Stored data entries
□ □ □ □
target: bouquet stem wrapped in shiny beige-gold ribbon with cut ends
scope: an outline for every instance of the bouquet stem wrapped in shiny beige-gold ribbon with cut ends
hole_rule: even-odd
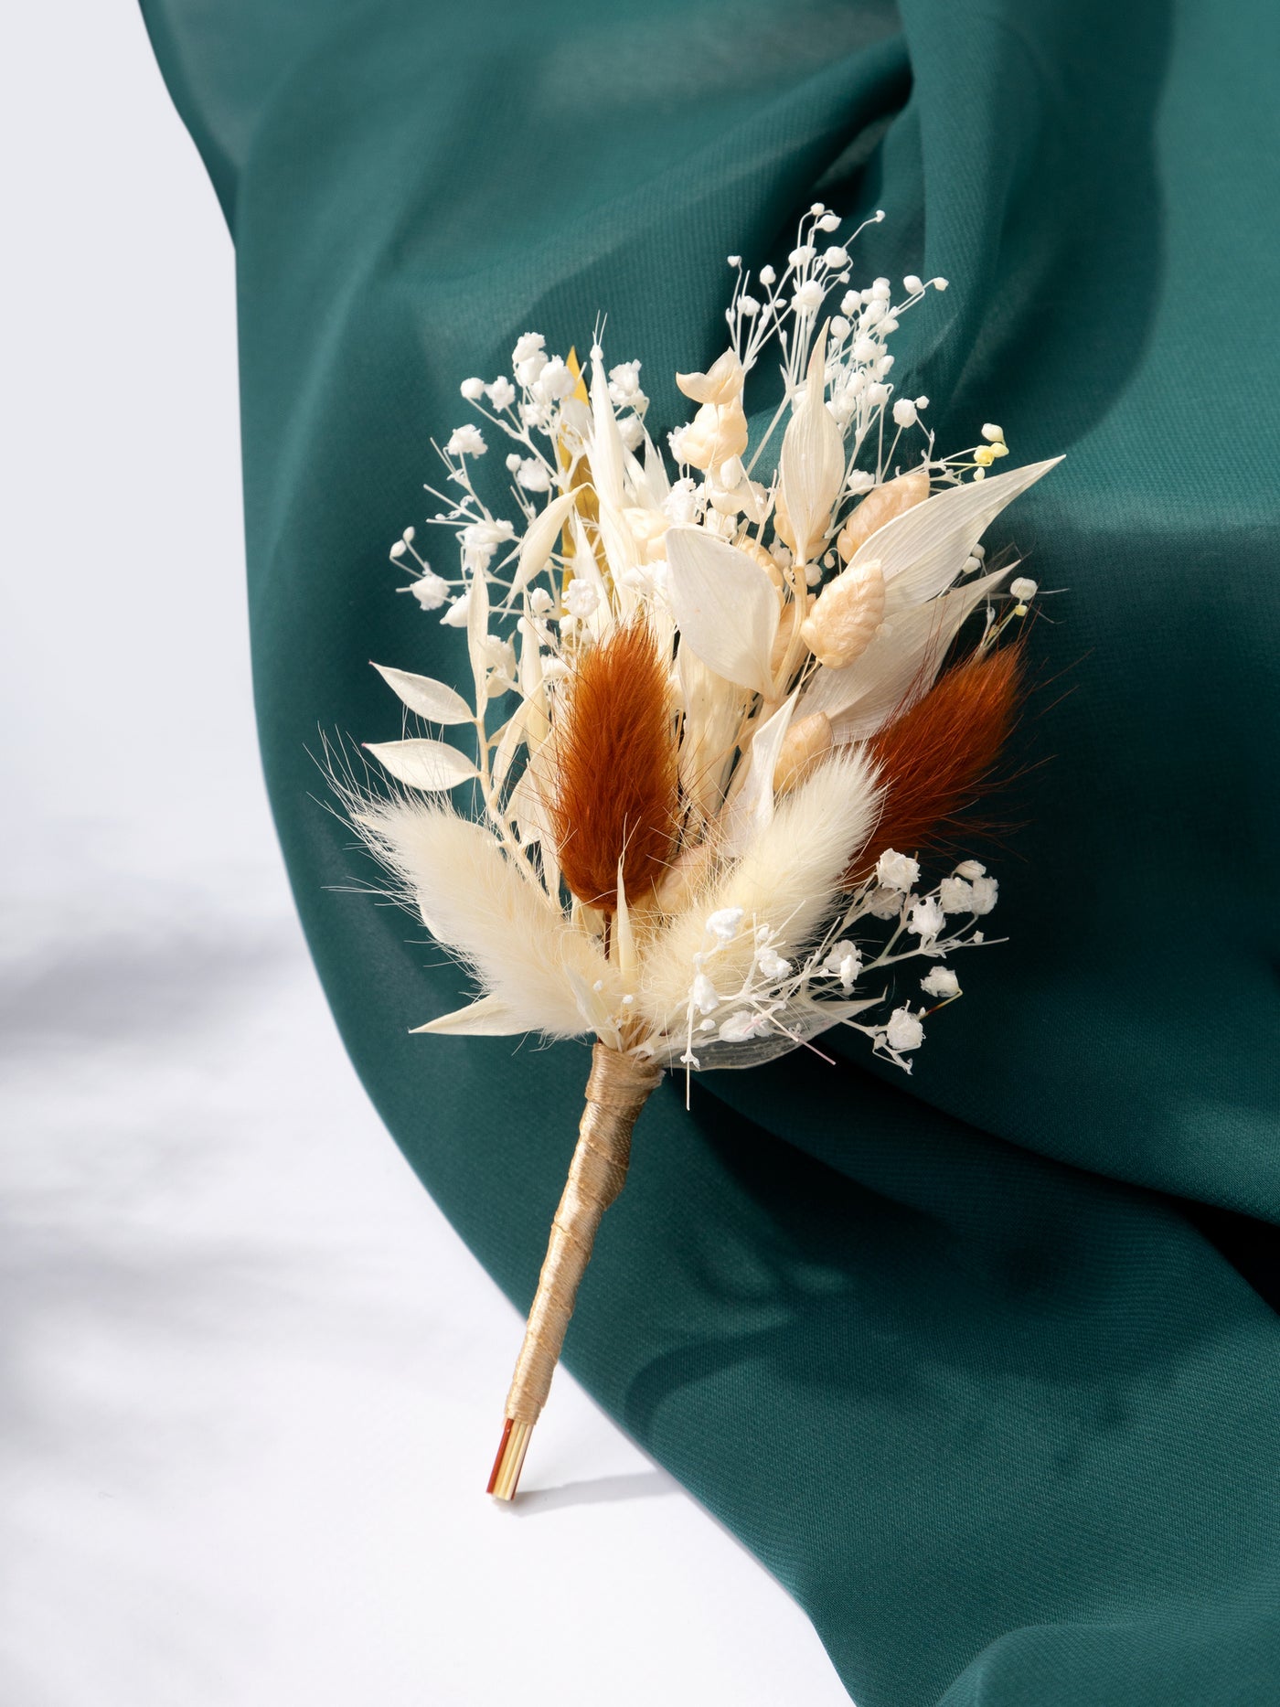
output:
[[[538,1277],[524,1345],[515,1360],[507,1419],[488,1478],[495,1499],[514,1499],[532,1425],[541,1415],[551,1376],[573,1314],[579,1282],[587,1272],[596,1229],[626,1180],[631,1128],[650,1091],[662,1077],[654,1062],[621,1055],[597,1043],[591,1052],[587,1101],[579,1123],[579,1142],[560,1198],[543,1272]]]

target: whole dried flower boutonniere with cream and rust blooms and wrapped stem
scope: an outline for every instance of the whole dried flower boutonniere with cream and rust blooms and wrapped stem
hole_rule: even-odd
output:
[[[594,1040],[490,1478],[500,1499],[662,1072],[683,1069],[688,1096],[693,1072],[753,1067],[831,1026],[910,1072],[925,1017],[961,993],[947,958],[983,942],[997,901],[971,859],[923,889],[918,855],[983,792],[1014,720],[1021,645],[998,642],[1036,586],[988,568],[980,539],[1053,463],[988,478],[1007,454],[995,425],[935,456],[928,399],[894,396],[887,341],[945,280],[908,277],[898,302],[886,278],[857,288],[838,227],[814,205],[785,270],[754,285],[730,256],[727,348],[676,376],[696,413],[669,435],[674,478],[638,362],[608,369],[597,340],[587,382],[572,352],[526,333],[510,376],[461,387],[510,446],[519,524],[476,492],[488,442],[464,425],[440,451],[432,517],[457,538],[459,574],[439,575],[413,527],[391,548],[413,567],[401,591],[466,632],[474,686],[468,700],[377,666],[423,724],[466,727],[471,751],[372,744],[403,787],[343,784],[396,898],[480,987],[418,1029]],[[751,446],[742,387],[770,348],[782,401]],[[464,785],[474,818],[445,799]],[[913,956],[925,1000],[886,1014],[877,975]]]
□ □ □ □
REQUIRED WORK
Report back each line of the entries that holds the string "cream".

RESPONSE FOR THIS EXERCISE
target: whole dried flower boutonniere with cream and rust blooms and wrapped stem
scope: an outline for every instance of the whole dried flower boutonniere with cream and rust blooms and wrapped stem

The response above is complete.